● Task objective
Copy the data word for word, keeping every line.

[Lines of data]
◆ ◆ ◆ ◆

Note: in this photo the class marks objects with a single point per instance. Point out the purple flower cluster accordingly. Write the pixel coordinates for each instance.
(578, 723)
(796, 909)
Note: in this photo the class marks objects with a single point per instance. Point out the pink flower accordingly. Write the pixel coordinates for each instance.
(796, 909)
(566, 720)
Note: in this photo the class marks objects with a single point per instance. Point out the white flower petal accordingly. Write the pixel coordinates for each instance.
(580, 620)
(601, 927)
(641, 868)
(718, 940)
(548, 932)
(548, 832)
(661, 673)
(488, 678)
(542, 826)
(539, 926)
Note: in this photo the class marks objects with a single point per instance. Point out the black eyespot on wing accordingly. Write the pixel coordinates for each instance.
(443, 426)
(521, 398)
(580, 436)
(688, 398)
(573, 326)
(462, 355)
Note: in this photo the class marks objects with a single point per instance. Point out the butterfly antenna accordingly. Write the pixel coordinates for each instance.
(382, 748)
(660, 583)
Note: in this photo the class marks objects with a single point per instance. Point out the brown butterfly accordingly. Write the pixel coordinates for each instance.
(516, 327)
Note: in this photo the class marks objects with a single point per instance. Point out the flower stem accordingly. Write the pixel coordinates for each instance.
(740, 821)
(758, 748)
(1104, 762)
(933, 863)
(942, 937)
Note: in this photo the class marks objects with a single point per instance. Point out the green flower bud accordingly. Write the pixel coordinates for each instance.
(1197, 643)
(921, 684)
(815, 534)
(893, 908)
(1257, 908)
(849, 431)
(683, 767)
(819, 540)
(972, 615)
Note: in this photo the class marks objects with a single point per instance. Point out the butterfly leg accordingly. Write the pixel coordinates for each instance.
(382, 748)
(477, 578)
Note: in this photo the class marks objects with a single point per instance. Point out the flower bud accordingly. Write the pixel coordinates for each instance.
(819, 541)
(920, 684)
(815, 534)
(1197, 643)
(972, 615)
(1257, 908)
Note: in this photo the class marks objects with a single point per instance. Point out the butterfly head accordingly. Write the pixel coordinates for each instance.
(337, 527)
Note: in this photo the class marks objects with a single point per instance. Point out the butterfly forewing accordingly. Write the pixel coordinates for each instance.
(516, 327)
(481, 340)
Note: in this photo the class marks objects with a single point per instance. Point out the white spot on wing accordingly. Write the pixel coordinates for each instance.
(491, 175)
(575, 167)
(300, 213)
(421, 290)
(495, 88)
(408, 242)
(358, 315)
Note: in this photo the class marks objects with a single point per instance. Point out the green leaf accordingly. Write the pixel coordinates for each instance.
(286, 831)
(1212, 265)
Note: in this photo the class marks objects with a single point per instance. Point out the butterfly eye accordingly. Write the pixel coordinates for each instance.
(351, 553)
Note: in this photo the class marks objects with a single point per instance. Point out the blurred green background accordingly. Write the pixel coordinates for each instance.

◆ ◆ ◆ ◆

● Full response
Note: in this photo the class marks objects with a single point per instance. Point out the purple flower cluster accordingly. Write the pixel coordinates for each instance.
(578, 723)
(796, 909)
Note: in this photo the class marks objects with a single point per instance. Point out the pink flower accordingly. Write the pixel coordinates for each instance.
(796, 909)
(566, 720)
Note: in this photo the class marks objects with a single point per instance. Point out the white flower petal accordingly. Write the pixel coordinates for each instance.
(580, 620)
(601, 927)
(641, 868)
(718, 940)
(548, 932)
(548, 832)
(661, 673)
(488, 678)
(542, 826)
(539, 926)
Note: in this photo the class marks objects with a single point per instance. Point out the black eyespot on wing accordingly. Write the pixel coordinates for each instance.
(443, 426)
(521, 398)
(580, 436)
(688, 398)
(573, 326)
(462, 355)
Note: in this photo the class marks objects with a single point per instance. Point out the butterfly antenna accordingly. Write the pixel coordinates for each instance.
(382, 748)
(660, 583)
Note: in this photo the class marks objects with a single point per instance. Point out the brown butterfly accordingly. Write the pixel coordinates for each instance.
(516, 327)
Note: in this photo the class marks objects with a single point per instance. Point out the flower stem accordingly. Write the pixel coordinates for each instance.
(740, 821)
(758, 748)
(1104, 762)
(933, 863)
(942, 937)
Note: in this photo the class marks objects with a single point per instance. Point out the green flower bud accordingly. Write the pixel coordinates for each instance.
(1197, 643)
(921, 684)
(815, 534)
(893, 908)
(1257, 908)
(849, 431)
(683, 767)
(819, 540)
(972, 615)
Note: in this photo the class marks objects with a single point per instance. Point out the butterfly leg accordingly. Write the pixel coordinates for each instance.
(382, 748)
(477, 578)
Note: in this photo the class marks objects with a single point per instance. Point out the flower bud accordingly. Write the pixel coordinates for each instance.
(819, 541)
(920, 684)
(815, 534)
(1197, 643)
(972, 615)
(1257, 908)
Note: in this photo the class marks objects with a single point per instance. Point out the butterfly head accordingly. Write the pixel coordinates for each instance.
(337, 527)
Note: in this photo the class marks objects with a single point per instance. Point out the butterfly forewing accordingly. Write the pixel coordinates for each instance.
(516, 327)
(481, 340)
Note: in this photo the class marks objects with a single point per instance. Point out the white spot on wing accordingly. Write the pixel coordinates for each instance.
(491, 175)
(575, 167)
(300, 213)
(421, 290)
(495, 88)
(408, 242)
(358, 315)
Note: in this photo the class marks objects with a single point per instance. Point out the green leaf accordingly. Write the pixel coordinates for each instance.
(286, 831)
(1212, 265)
Note: in this photo the class marks objects with a single point per instance. Point out the butterfly eye accordingly. Write the pixel coordinates for each instance.
(351, 553)
Note: in this photo the class marks objects with a single point per instance. Point out the blurred green background accordingly. Write the pixel coordinates for each instance.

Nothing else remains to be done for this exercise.